:: Text to read ::
Nigeria: 2022 – Year of Deadly Violence Against Women and the … – AllAfrica – Top Africa News

In Nigeria, women and girls are subjected to multiple forms of violence in the home ranging from deprivation, starvation hitting, suffocating, burning, acid baths, poisoning, neglect, lack of care, verbal insults, degrading comments, torture and intimidation, female genital mutilation, child marriage, child abuse, denial, neglect, deprivation and abandonment.
While the real number of women who have died arising from domestic violence remains largely unknown, it is important to note that there are also cases of men who have lost their lives after domestic squabbles with their spouses, like Biliyaminu Bello who was stabbed to death by his wife, Mariam Sanda. However, evidence abounds that predominantly, women are largely impacted by domestic violence
Recent reports indicates that most victims of domestic abuse still shy away from reporting cases of domestic violence in Nigeria either due to cultural reasons or fear of stigmatisation, records also shows that there is barely a week without such incidents being in the news.
Not many Nigerians will forget in a hurry the tragic story of the Nigerian gospel singer, Osinachi Nwachukwu who died after suffering from alleged domestic violence from her husband, Peter Nwachukwu. Peter was alleged to have kicked Osinachi in the chest, leading to a blood clot that eventually killed her.
When the story about the circumstances around her death broke out, the public were not only shocked, they queried how such a gifted singer suffered domestic violence for such a long time without respite. Sadly, Osinachi joins several cases of women across Nigeria, whose untimely death and injuries were because of domestic violence often by a spouse or intimate partner.
Recall that the Lagos State police had not too long ago, arrested one David Idibie who resides in Ajah, Lagos State, for the death of his 42-year-old wife, Juliana Idibie, who was found dead in their apartment.
The man was arrested for allegedly beating Juliana to death, adding that they found the body of Juliana in their apartment after a neighbour contacted the police. Late Osinachi and Juliana are just a few out of the spring of Nigerian women who are victims of domestic abuse and who suffered extreme physical violence in the hands of their husbands up until their deaths.
In April, Anulika Uguru, a mother of seven, died in Ebonyi State following alleged domestic violence and wife battery by her husband.
The incident occurred in Ekeru-Inyimaegu in Izzi local government area of the state. The state chairman of Human Right Defenders (HURIDE), Sampson Nweke, who spoke then, said the victim, who originally hailed from Ndiechi Onuebonyi Igbagu, had on April 19, and reported a case of battery and domestic violence to his office against her husband, Sunday Uguru.

:: Exercise goal ::
Continue the article on domestic violence against women in Nigeria from its last sentence onward.

:: Supplied data ::

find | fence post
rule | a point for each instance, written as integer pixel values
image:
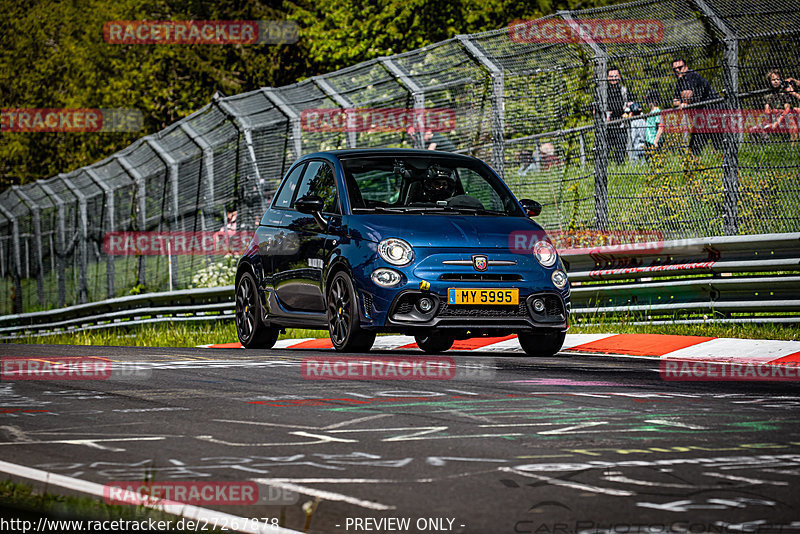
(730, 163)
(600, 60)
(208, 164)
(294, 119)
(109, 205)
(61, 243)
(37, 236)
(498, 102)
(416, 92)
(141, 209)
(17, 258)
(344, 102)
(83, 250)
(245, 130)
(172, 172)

--

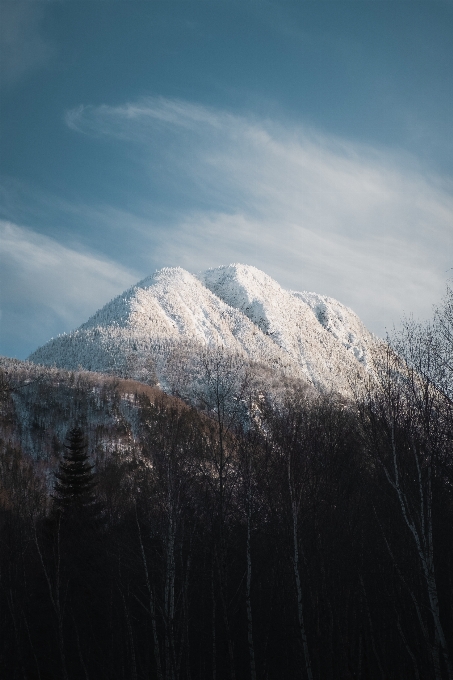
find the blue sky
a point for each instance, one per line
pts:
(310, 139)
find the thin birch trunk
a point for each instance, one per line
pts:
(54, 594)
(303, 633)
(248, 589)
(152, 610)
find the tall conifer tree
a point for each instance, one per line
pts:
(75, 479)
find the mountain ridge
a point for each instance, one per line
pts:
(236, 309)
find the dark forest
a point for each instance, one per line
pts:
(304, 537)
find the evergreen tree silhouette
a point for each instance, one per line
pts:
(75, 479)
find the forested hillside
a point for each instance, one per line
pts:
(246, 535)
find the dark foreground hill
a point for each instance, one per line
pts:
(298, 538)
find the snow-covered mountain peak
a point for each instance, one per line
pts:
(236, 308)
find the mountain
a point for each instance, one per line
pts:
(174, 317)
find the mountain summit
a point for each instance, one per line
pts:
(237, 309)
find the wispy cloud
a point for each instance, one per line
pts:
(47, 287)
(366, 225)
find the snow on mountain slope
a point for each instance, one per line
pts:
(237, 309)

:: Task output ::
He explained that there was a little delay in serving notice of invitation to her husband because of invalid phone number.
He said the group, while trying to intervene on the matter, “on 25th of April, 2022 spoke with the deceased on phone in the morning inviting her to our office for other actions to be taken.”
He added, “After waiting for many hours in the afternoon, she didn’t come. I dialed her phone number which was picked by another woman who told me that the owner.
Bimbo: Mrs. Abimbola, the wife of popular car dealer, Ikechukwu Ogbonna, better known as IVD reportedly died in a fire incident. However, the family has alleged that their late daughter suffered severe domestic violence and abuse in the hands of her husband before her untimely death.
Ijeoma: 48-year-old Abuja business woman, Ijeoma Phillis Chiboli was gruesomely murdered by her 31-year-old Tochukwu Christian Edeh, her lover whom she met on social media, Facebook.
According to force public relations officer, CSP Olumuyiwa Adejobi, trouble started on October 24, 2022 when a heated argument began between both lovers concerning financial mismanagement.
Tochukwu who was alleged to have sold Ijeoma’s Toyota highlander car in May 2022 reportedly hit her with a pistol at the ‘upper region of her body.
Wedding Called Off
In a desperate move to avert suffering same fate with Osinachi , a young lady, Ozioma Michael, called off her wedding with her fiancé, David Okike, on grounds of domestic violence.
Ms Michael, with a Facebook name ‘Ada Uburu’ made the announcement on her page. She alleged that her fiancé usually “hit and abused” her at any slightest provocation, adding that she would not live her entire life enduring domestic violence.
Hear her, “My supposed husband is full of rage. Beating me with his belt, stick, and broom is his daily routine. Many times, he had lifted his hammer on me. I met Okike during our days in secondary school, but after the fiancé paid her bride price, he started “maltreating” her.
This is the reason why I am calling off the traditional marriage (Igba-Ngwu) and white wedding ceremony between me and David Okike. Beating me was not part of the agreement in our marriage,” she added.
The surge in the number of domestic violence incidents and reports has continued unabated, consequent to increased efforts to enhance the protection and promotion of women’s rights through the enactment of laws and policies internationally, regionally and nationally.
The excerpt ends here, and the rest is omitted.